Liste des tâches:
(1) Indiquez si chacune des affirmations suivantes concorde avec l'article sur le ralentissement de l'économie mondiale. Répondez par oui ou par non, en citant mot pour mot le passage décisif de l'article : (a) le FMI prévoit une croissance mondiale de 3,3 % en 2019 ; (b) les États-Unis sont la zone la plus touchée par le ralentissement ; (c) l'OCDE a publié ses « Perspectives économiques » en avril.
(2) Transcrivez fidèlement le passage de l'article sur le ralentissement de l'économie mondiale qui commence par « En cause : la » et se termine par « liées au Brexit. ».
(3) Poursuivez l'article sur le ralentissement de l'économie mondiale à partir de l'endroit où il s'arrête.

La plupart des économies mondiales devraient ralentir cette année. Les perspectives restent globalement favorables, mais « de nombreux risques existent », prévient le FMI.
Un ralentissement généralisé dans environ 70 % de l’économie mondiale. C’est ce que prévoit le Fonds monétaire international (FMI) pour cette année. Dans son dernier rapport sur les “Perspectives de l'économie mondiale” publié en avril, l’institution a réduit ses prévisions de croissance de 0,2 point de pourcentage par rapport à janvier et de 0,4 point de pourcentage par rapport à octobre 2018. Elle table désormais sur une croissance mondiale de 3,3 % en 2019, contre 3,6 % en 2018 et 4 % en 2017. La zone euro, plombée par l'Allemagne et l'Italie, puis le Royaume-Uni, est la plus affectée, suivie par les États-Unis. Les pays émergents et en développement gardent une croissance forte, mais avec de grandes disparités et une tendance malgré tout à la baisse.
En cause : la guerre commerciale entre la Chine et les États-Unis ; les tensions macroéconomiques en Argentine et en Turquie ; les difficultés du secteur automobile, notamment en Allemagne ; le durcissement du crédit en Chine ou encore les incertitudes liées au Brexit.
« Si les perspectives globales restent favorables, de nombreux risques existent. La trêve sur le plan du commerce est fragile : les tensions pourraient reprendre et se propager dans d’autres domaines (tels que l’industrie automobile), avec de fortes perturbations des chaînes d’approvisionnement », prévient le FMI, en qualifiant 2019 d’année « délicate pour l’économie mondiale ».
L'Organisation de coopération et de développement économiques (OCDE) a également tiré la sonnette d'alarme dans ses “Perspectives économiques” publiées en mai : « Il y a un an, l’OCDE avait alerté sur le fait que les incertitudes entourant les échanges mondiaux et l’action publique pouvaient être très préjudiciables à l’économie mondiale et contribuer à creuser un peu plus encore la fracture entre les citoyens. Un an plus tard, la dynamique économique mondiale s’est considérablement essoufflée et la croissance devrait rester en berne, sur fond de persistance des tensions commerciales. »

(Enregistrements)
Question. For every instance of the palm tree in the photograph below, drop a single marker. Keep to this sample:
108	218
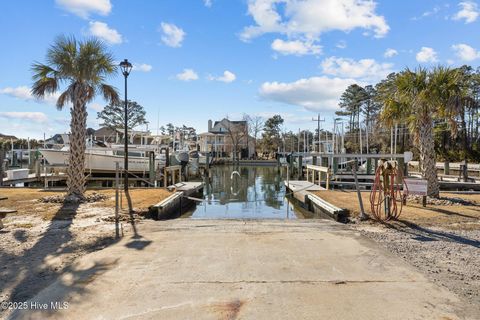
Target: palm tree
417	98
82	67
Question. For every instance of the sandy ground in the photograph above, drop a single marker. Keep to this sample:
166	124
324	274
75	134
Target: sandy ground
41	240
441	241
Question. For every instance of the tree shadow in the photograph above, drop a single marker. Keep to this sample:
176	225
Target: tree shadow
425	234
452	213
29	273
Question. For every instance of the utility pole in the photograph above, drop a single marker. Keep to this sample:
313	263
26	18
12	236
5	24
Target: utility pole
318	120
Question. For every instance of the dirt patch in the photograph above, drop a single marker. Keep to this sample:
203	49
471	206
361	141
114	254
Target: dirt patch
441	240
448	257
228	310
461	217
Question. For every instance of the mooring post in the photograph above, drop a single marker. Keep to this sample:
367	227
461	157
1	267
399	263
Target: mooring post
117	182
151	166
45	175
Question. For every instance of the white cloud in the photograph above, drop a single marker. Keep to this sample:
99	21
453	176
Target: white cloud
83	8
104	32
187	75
430	13
24	93
296	47
38	117
143	67
389	53
308	19
426	55
468	12
172	35
227	77
465	53
315	93
363	69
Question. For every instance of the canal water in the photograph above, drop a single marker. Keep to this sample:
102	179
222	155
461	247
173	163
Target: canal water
246	192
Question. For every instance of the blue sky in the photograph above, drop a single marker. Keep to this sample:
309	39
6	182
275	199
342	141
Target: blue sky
198	60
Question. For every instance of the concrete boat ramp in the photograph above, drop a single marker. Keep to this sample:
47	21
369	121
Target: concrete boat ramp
255	269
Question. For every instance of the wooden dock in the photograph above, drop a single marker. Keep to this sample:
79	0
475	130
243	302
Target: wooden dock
301	189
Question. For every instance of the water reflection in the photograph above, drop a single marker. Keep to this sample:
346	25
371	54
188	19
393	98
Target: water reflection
253	193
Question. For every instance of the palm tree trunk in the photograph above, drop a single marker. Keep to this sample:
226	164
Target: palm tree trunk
76	168
428	161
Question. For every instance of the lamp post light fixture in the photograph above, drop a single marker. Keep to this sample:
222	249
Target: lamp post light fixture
126	67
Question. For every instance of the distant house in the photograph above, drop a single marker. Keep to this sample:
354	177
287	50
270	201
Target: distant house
226	136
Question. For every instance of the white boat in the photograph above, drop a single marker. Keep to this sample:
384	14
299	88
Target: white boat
102	160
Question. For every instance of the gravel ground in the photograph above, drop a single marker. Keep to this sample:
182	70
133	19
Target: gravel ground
448	257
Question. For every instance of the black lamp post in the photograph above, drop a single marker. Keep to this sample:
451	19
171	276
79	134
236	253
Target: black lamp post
126	68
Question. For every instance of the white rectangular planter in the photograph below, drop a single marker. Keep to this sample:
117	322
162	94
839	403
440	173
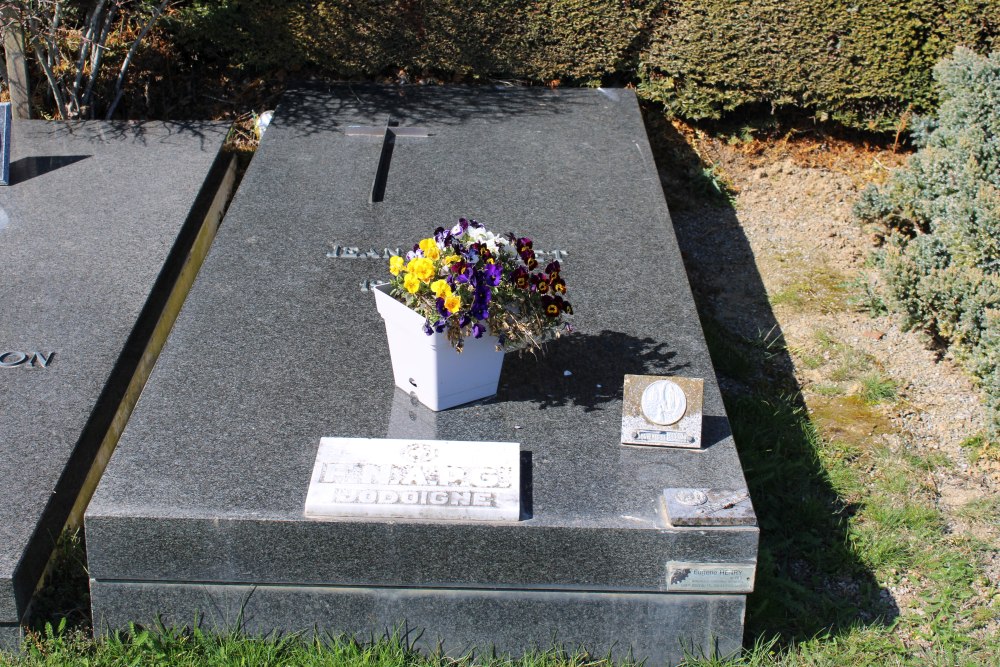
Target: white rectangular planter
428	366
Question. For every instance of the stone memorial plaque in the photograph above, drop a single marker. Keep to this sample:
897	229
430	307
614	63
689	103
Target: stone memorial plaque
5	121
416	479
662	411
708	507
710	577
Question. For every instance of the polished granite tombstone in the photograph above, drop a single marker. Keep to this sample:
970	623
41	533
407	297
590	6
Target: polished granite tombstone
100	229
280	344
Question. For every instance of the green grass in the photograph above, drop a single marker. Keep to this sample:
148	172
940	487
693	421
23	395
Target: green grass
875	388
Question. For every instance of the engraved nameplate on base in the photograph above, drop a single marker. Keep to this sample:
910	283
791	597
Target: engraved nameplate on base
416	479
662	411
710	577
708	507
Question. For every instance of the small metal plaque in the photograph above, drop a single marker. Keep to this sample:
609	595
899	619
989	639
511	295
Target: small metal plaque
662	411
416	479
5	121
710	577
708	507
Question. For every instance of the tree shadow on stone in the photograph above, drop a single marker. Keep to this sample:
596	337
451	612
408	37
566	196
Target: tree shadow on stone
809	579
583	369
314	108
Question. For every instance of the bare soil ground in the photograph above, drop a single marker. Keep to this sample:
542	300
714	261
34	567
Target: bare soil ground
789	208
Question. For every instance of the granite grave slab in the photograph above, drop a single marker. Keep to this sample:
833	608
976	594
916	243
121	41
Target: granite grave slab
102	226
279	345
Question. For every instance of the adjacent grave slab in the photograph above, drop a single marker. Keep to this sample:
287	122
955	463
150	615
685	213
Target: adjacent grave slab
101	230
280	345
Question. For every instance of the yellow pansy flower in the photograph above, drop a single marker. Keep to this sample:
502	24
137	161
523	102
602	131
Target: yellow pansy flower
422	268
411	283
430	248
441	288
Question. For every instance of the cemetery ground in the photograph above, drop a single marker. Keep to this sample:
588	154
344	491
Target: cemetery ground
876	493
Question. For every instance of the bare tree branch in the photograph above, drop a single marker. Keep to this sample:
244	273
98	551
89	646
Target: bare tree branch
131	53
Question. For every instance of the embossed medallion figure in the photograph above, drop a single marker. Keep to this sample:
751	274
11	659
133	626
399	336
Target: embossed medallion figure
663	402
662	411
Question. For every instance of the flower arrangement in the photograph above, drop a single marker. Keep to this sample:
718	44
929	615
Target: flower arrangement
468	281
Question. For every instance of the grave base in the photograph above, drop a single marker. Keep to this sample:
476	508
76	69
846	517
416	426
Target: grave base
656	626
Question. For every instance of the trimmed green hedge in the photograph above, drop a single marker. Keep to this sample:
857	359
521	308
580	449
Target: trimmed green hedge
864	63
942	217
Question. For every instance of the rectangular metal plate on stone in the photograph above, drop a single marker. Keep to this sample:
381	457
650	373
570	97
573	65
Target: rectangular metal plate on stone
662	411
708	507
710	577
416	479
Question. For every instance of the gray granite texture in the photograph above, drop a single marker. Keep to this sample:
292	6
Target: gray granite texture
278	346
455	622
90	227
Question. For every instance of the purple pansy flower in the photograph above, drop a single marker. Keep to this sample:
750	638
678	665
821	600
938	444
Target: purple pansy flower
493	274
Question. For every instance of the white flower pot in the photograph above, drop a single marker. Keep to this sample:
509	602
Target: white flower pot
429	366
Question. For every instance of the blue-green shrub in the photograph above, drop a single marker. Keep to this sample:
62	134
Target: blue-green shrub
941	213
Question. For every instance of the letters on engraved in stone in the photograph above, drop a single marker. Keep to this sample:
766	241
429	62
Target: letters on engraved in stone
418	479
662	411
710	577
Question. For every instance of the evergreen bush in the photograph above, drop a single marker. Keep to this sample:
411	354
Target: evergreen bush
864	63
941	214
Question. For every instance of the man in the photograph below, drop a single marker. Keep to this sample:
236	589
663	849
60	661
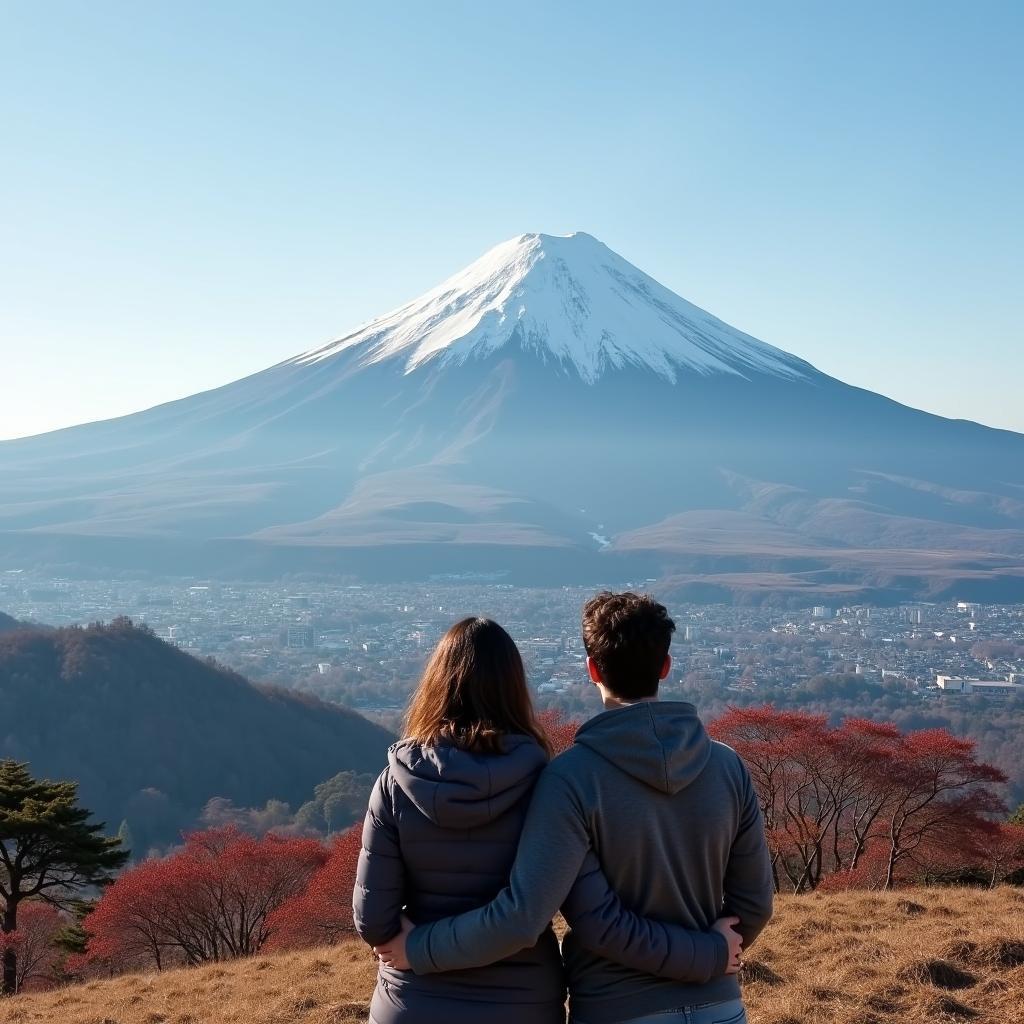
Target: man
672	817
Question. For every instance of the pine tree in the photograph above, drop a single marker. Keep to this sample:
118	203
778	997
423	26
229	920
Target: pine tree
48	850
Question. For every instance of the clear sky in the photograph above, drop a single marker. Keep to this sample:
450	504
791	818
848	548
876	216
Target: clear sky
190	192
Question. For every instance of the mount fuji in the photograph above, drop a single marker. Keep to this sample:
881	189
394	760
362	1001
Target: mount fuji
549	414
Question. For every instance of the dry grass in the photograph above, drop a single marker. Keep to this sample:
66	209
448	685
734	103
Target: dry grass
930	955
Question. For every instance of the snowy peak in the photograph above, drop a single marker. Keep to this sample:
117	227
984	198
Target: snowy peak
571	301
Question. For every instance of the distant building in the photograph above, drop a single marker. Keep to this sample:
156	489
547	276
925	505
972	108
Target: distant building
981	687
301	635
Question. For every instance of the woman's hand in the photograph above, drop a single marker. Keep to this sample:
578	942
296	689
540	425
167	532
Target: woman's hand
726	928
392	952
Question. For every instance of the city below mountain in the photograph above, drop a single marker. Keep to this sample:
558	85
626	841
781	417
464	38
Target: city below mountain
548	415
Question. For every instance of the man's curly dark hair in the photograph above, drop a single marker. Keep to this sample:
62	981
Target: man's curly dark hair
628	636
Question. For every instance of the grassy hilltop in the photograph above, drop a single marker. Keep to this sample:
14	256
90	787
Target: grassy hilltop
858	957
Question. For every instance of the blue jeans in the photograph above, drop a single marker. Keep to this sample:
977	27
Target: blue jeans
730	1012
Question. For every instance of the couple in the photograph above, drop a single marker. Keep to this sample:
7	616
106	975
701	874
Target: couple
646	835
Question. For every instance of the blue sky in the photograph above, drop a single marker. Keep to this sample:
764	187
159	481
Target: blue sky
192	192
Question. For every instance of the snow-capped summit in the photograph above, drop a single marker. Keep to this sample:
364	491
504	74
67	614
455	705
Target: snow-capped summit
570	300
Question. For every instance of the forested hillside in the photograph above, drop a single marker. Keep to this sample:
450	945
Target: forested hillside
153	734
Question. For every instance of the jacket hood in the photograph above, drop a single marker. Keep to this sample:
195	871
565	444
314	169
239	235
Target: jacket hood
663	743
458	790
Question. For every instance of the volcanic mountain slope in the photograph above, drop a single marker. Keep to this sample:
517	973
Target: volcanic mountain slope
551	412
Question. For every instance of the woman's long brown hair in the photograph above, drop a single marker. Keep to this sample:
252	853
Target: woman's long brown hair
473	691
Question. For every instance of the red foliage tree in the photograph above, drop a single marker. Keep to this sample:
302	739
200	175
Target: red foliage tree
559	729
834	796
323	912
213	900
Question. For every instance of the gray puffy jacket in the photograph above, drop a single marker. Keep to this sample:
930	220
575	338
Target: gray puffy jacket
439	838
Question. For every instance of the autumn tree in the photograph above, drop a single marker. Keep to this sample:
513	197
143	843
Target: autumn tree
559	729
938	795
833	796
213	900
323	913
49	851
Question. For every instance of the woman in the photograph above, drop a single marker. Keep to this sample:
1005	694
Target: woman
440	836
441	832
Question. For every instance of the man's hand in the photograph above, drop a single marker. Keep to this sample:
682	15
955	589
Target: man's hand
726	928
392	952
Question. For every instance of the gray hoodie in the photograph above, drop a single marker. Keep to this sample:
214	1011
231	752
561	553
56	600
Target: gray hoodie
675	824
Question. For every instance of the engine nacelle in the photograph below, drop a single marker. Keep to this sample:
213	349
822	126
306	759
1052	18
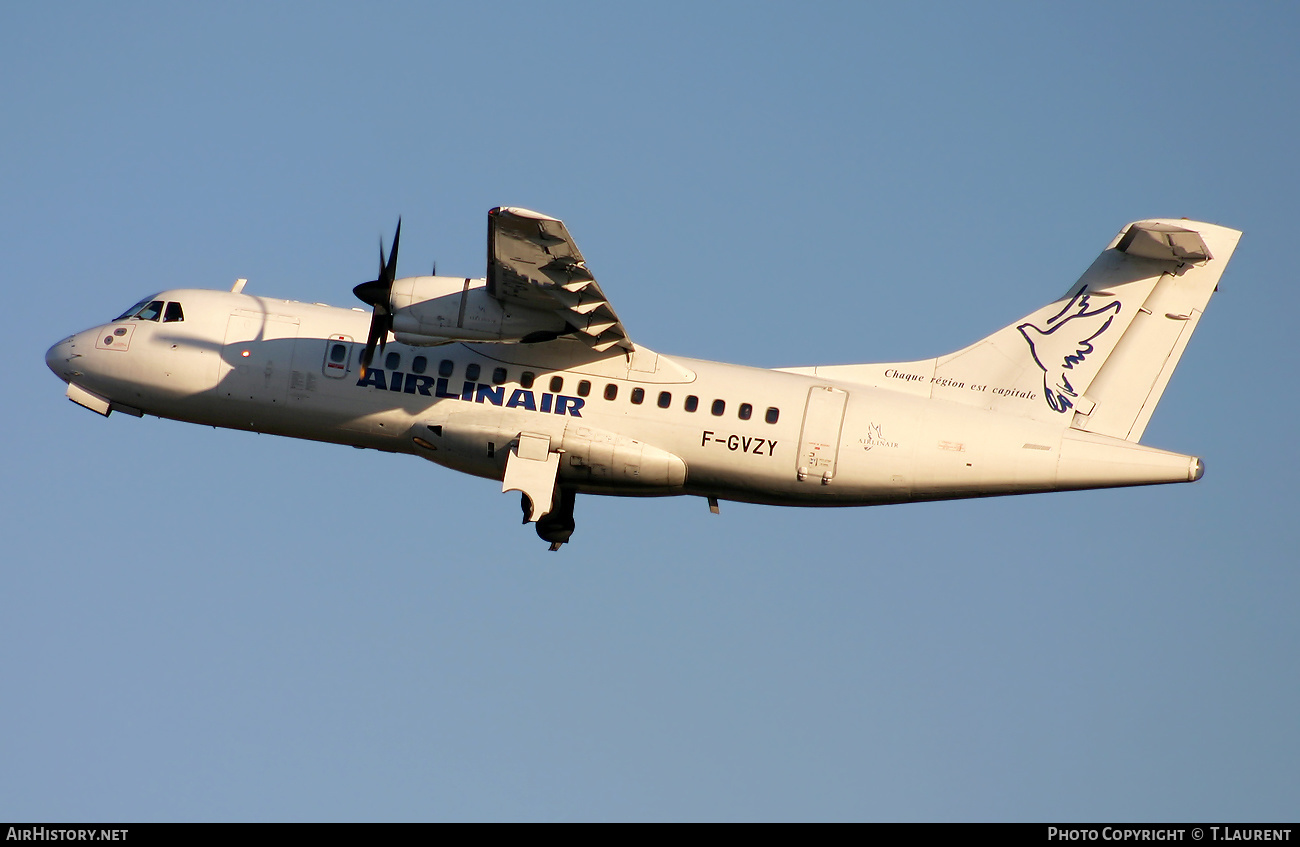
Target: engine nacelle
429	311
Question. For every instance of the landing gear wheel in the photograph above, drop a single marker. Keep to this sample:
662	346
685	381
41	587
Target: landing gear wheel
557	525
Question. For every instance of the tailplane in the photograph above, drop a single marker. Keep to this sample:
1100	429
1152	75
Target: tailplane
1097	359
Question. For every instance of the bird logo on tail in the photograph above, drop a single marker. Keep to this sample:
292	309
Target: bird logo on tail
1066	346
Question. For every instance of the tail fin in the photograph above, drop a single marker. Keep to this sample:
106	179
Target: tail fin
1097	359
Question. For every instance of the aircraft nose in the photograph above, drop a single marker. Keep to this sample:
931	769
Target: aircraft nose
56	357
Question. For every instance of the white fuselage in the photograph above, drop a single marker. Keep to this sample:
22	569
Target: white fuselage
629	424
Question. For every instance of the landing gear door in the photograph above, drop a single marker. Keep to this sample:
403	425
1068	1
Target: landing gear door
338	351
531	469
819	439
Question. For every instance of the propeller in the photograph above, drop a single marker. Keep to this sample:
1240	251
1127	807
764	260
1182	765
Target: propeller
377	294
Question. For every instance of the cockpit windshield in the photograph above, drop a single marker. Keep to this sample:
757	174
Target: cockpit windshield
134	312
152	309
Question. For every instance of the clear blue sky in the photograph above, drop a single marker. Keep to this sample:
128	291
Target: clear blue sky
211	625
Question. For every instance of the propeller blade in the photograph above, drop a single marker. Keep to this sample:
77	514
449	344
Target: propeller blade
377	294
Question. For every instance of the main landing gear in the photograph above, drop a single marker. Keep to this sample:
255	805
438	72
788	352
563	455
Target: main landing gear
557	525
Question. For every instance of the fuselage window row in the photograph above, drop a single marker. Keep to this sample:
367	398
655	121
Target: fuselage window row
499	376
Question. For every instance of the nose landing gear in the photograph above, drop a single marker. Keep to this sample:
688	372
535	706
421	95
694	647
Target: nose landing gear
557	525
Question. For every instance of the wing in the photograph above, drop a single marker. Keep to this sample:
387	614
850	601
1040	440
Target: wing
533	263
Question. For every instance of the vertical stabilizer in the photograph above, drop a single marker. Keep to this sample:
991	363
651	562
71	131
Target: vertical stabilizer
1099	357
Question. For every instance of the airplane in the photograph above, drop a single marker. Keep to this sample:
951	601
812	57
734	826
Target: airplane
527	376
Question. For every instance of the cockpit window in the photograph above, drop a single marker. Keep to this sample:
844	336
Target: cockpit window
135	309
152	311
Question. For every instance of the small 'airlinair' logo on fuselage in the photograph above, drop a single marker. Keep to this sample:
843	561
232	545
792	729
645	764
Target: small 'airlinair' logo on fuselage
472	392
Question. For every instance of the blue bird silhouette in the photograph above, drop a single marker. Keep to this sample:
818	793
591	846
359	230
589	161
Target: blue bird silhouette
1066	343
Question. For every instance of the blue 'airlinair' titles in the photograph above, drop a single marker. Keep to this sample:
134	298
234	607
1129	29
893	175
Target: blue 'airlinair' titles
473	392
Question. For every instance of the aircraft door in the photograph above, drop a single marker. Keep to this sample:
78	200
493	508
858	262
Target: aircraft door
819	439
255	363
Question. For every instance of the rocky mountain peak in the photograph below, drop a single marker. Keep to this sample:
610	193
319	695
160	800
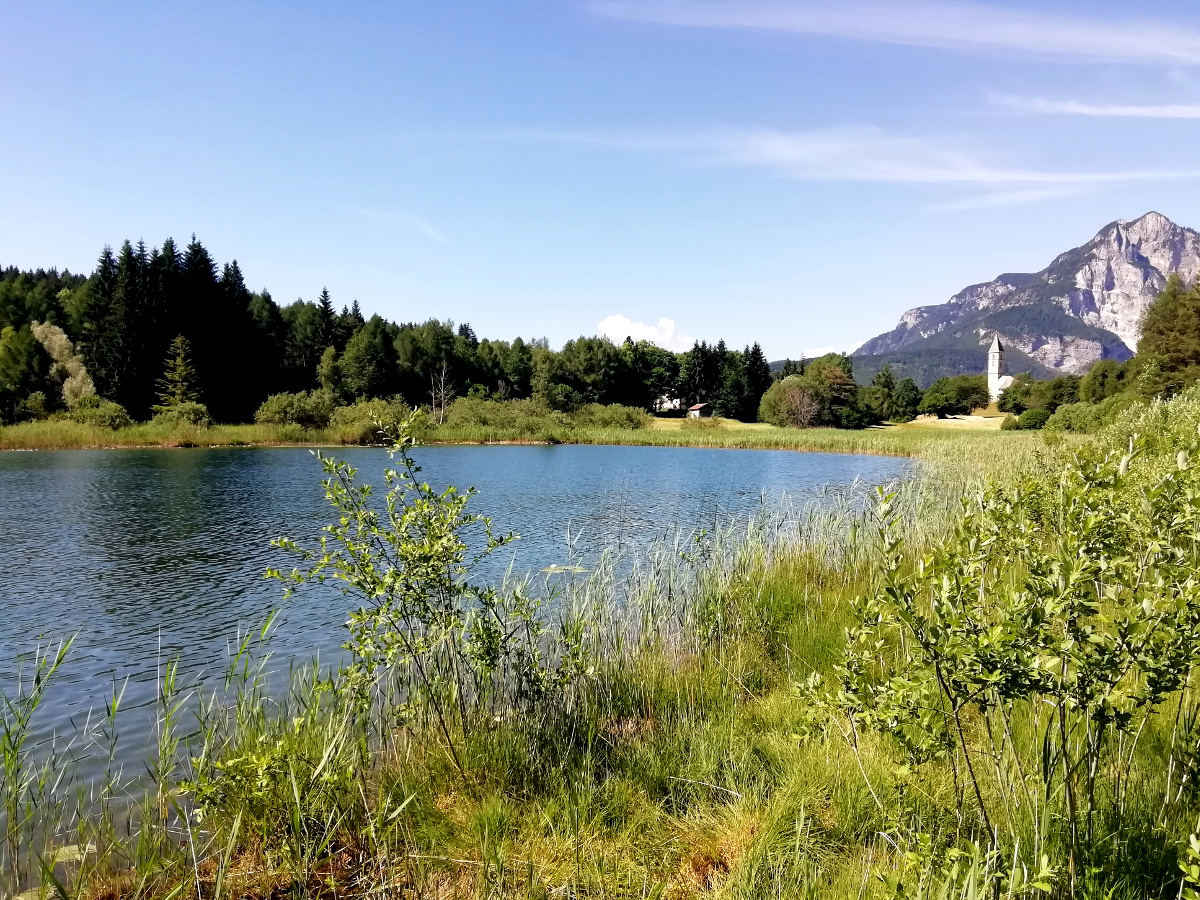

Réponses aux tâches:
(1)
(a) Oui : « Elle table désormais sur une croissance mondiale de 3,3 % en 2019 ».
(b) Non : « La zone euro, plombée par l'Allemagne et l'Italie, puis le Royaume-Uni, est la plus affectée, suivie par les États-Unis ».
(c) Non : « publiées en mai ».

(2)
En cause : la guerre commerciale entre la Chine et les États-Unis ; les tensions macroéconomiques en Argentine et en Turquie ; les difficultés du secteur automobile, notamment en Allemagne ; le durcissement du crédit en Chine ou encore les incertitudes liées au Brexit.

(3)
États-Unis : la fin d’un cycle ?
Si la première économie mondiale avait tiré son épingle du jeu en 2018, cela ne sera sans doute pas le cas cette année. Avec une croissance de 2,9 % en 2018, contre 2,2 % en 2017, les États-Unis étaient l’un des seuls pays développés l’année dernière à ne pas ralentir. Le taux de chômage a ainsi atteint son plus bas niveau depuis près de 50 ans (à 3,6 % en mai 2019, contre 3,8 % un an plus tôt). Mais la tendance pourrait bientôt basculer, « les États-Unis sont à la fin d’un cycle économique », estime la directrice de conseil en investissement et gestion de portefeuille à Saradar Bank, Nelly Ghazal.
La banque Goldman Sachs avait prévenu, dès novembre 2018, que la croissance américaine allait ralentir « à environ 1,75 %, plus tôt que prévu ». Le FMI, lui, table sur une croissance de 2,3 % cette année et 1,9 % en 2020.
Dans ce contexte, le président de la Fed, Jerome Powell, a changé de ton. Après neuf hausses consécutives des taux directeurs durant ces trois dernières années – de 0,5 % en décembre 2015 à 2,5 % en décembre 2018 –, il a annoncé une pause fin janvier. Le 10 juillet, il a ouvert la voie à une baisse des taux en se disant favorable à une politique monétaire « un peu plus accommodante », car les « incertitudes entourant les perspectives se sont clairement accrues ».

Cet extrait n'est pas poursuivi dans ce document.